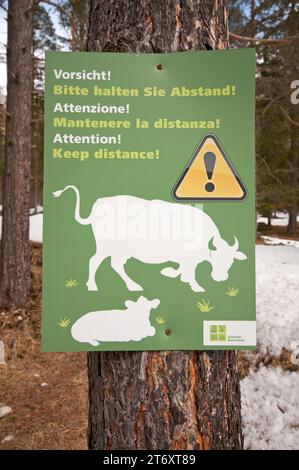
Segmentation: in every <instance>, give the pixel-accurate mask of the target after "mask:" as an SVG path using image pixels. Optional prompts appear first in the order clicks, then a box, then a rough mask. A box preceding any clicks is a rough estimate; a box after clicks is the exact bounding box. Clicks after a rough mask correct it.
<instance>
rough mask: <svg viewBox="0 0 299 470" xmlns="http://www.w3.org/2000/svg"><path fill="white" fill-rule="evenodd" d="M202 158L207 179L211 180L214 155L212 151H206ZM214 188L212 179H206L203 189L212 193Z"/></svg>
mask: <svg viewBox="0 0 299 470" xmlns="http://www.w3.org/2000/svg"><path fill="white" fill-rule="evenodd" d="M203 159H204V164H205V168H206V173H207V177H208V180H211V179H212V177H213V172H214V168H215V163H216V155H215V154H214V153H213V152H206V153H205V154H204V156H203ZM214 189H215V185H214V183H212V181H208V182H207V183H206V184H205V190H206V191H207V192H208V193H212V192H213V191H214Z"/></svg>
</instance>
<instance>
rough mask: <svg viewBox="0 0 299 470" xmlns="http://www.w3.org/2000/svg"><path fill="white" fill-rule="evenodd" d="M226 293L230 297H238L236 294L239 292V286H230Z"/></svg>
mask: <svg viewBox="0 0 299 470" xmlns="http://www.w3.org/2000/svg"><path fill="white" fill-rule="evenodd" d="M226 294H227V295H229V296H230V297H236V295H238V294H239V289H238V288H237V287H230V288H229V289H228V291H226Z"/></svg>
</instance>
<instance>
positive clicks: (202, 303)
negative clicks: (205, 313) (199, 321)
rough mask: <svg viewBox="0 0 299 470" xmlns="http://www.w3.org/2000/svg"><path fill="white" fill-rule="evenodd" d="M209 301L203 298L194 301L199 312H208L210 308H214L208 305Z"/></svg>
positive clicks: (214, 307)
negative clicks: (205, 300)
mask: <svg viewBox="0 0 299 470" xmlns="http://www.w3.org/2000/svg"><path fill="white" fill-rule="evenodd" d="M210 302H211V301H210V300H208V301H207V302H206V301H205V300H204V299H200V301H198V302H196V305H197V307H198V308H199V310H200V311H201V312H209V311H210V310H213V308H215V307H213V306H212V305H210Z"/></svg>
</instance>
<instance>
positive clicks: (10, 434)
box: [1, 434, 13, 444]
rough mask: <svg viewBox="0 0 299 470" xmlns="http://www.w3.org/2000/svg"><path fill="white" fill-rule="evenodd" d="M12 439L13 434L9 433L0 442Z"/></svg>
mask: <svg viewBox="0 0 299 470" xmlns="http://www.w3.org/2000/svg"><path fill="white" fill-rule="evenodd" d="M12 440H13V435H12V434H9V435H8V436H5V437H4V439H2V441H1V444H4V443H5V442H10V441H12Z"/></svg>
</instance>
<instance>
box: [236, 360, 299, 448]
mask: <svg viewBox="0 0 299 470" xmlns="http://www.w3.org/2000/svg"><path fill="white" fill-rule="evenodd" d="M298 390H299V374H298V373H297V372H284V371H283V370H282V369H281V368H280V367H277V368H272V367H270V368H269V367H268V368H267V367H265V366H261V367H260V368H259V370H258V371H257V372H250V374H249V375H248V376H247V377H245V378H244V379H243V380H242V381H241V396H242V420H243V426H244V436H245V449H250V450H253V449H258V450H270V449H273V450H297V449H298V442H299V394H298Z"/></svg>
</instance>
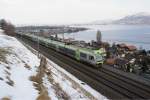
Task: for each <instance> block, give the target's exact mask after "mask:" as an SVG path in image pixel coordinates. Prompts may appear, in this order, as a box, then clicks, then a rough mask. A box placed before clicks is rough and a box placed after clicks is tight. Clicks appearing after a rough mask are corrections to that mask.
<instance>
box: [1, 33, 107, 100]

================================

*What to do*
Update the data by changing every "rough mask" to "coarse mask" and leaving everything else untouched. Leave the pictures out.

*Task output*
Segmentation: in every <instance>, give the pixel-accurate mask of the target after "mask:" as an SVG path using image pixels. Optional prompts appear first in the order clicks, then a box, then a coarse mask. A box preceding any clicks is a rough estimate; a box after clicks is the exact bounding box. Clicks after a coarse mask correct it.
<instance>
coarse mask: <svg viewBox="0 0 299 470" xmlns="http://www.w3.org/2000/svg"><path fill="white" fill-rule="evenodd" d="M202 158L207 179L211 180L214 155L212 151H206ZM214 188L212 179H206L203 189L212 193Z"/></svg>
mask: <svg viewBox="0 0 299 470" xmlns="http://www.w3.org/2000/svg"><path fill="white" fill-rule="evenodd" d="M203 159H204V164H205V168H206V173H207V177H208V180H211V179H212V177H213V172H214V168H215V163H216V155H215V154H214V153H213V152H206V153H205V154H204V156H203ZM214 189H215V185H214V183H212V181H208V182H207V183H206V184H205V190H206V191H207V192H208V193H212V192H213V191H214Z"/></svg>
</instance>
<instance>
coarse mask: <svg viewBox="0 0 299 470" xmlns="http://www.w3.org/2000/svg"><path fill="white" fill-rule="evenodd" d="M226 293L230 297H238L236 294L239 292V286H230Z"/></svg>
mask: <svg viewBox="0 0 299 470" xmlns="http://www.w3.org/2000/svg"><path fill="white" fill-rule="evenodd" d="M226 294H227V295H229V296H230V297H236V295H238V294H239V289H238V288H237V287H230V288H229V289H228V291H226Z"/></svg>
</instance>
<instance>
positive clicks: (202, 303)
negative clicks: (205, 313) (199, 321)
coarse mask: <svg viewBox="0 0 299 470" xmlns="http://www.w3.org/2000/svg"><path fill="white" fill-rule="evenodd" d="M209 301L203 298L194 301L199 312H208L210 308H214L208 305Z"/></svg>
positive clicks: (214, 307)
negative clicks: (205, 300)
mask: <svg viewBox="0 0 299 470" xmlns="http://www.w3.org/2000/svg"><path fill="white" fill-rule="evenodd" d="M210 302H211V301H210V300H208V301H207V302H206V301H205V300H204V299H200V301H198V302H196V305H197V307H198V308H199V310H200V311H201V312H209V311H210V310H213V308H215V307H213V306H212V305H210Z"/></svg>
</instance>
<instance>
positive clicks: (10, 434)
box: [1, 434, 13, 444]
coarse mask: <svg viewBox="0 0 299 470" xmlns="http://www.w3.org/2000/svg"><path fill="white" fill-rule="evenodd" d="M12 439L13 434L9 433L0 442Z"/></svg>
mask: <svg viewBox="0 0 299 470" xmlns="http://www.w3.org/2000/svg"><path fill="white" fill-rule="evenodd" d="M12 440H13V435H12V434H9V435H8V436H5V437H4V439H2V441H1V444H4V443H5V442H10V441H12Z"/></svg>
</instance>
<instance>
box: [236, 360, 299, 448]
mask: <svg viewBox="0 0 299 470" xmlns="http://www.w3.org/2000/svg"><path fill="white" fill-rule="evenodd" d="M298 390H299V374H298V373H297V372H284V371H283V370H282V369H281V368H280V367H277V368H272V367H270V368H269V367H268V368H267V367H265V366H261V367H260V368H259V370H258V371H257V372H250V374H249V375H248V376H247V377H245V378H244V379H243V380H242V381H241V396H242V420H243V426H244V436H245V449H250V450H253V449H258V450H270V449H273V450H297V449H298V442H299V394H298Z"/></svg>
</instance>
Task: for each <instance> block, give the target's exact mask after "mask:" as an SVG path in image pixel coordinates. Prompts may appear, in this order, as a box, then clicks, then a coarse mask. A box placed before clicks is rough and a box placed after clicks is tight. Clicks appearing after a coarse mask are corrections to that mask.
<instance>
box: [1, 33, 107, 100]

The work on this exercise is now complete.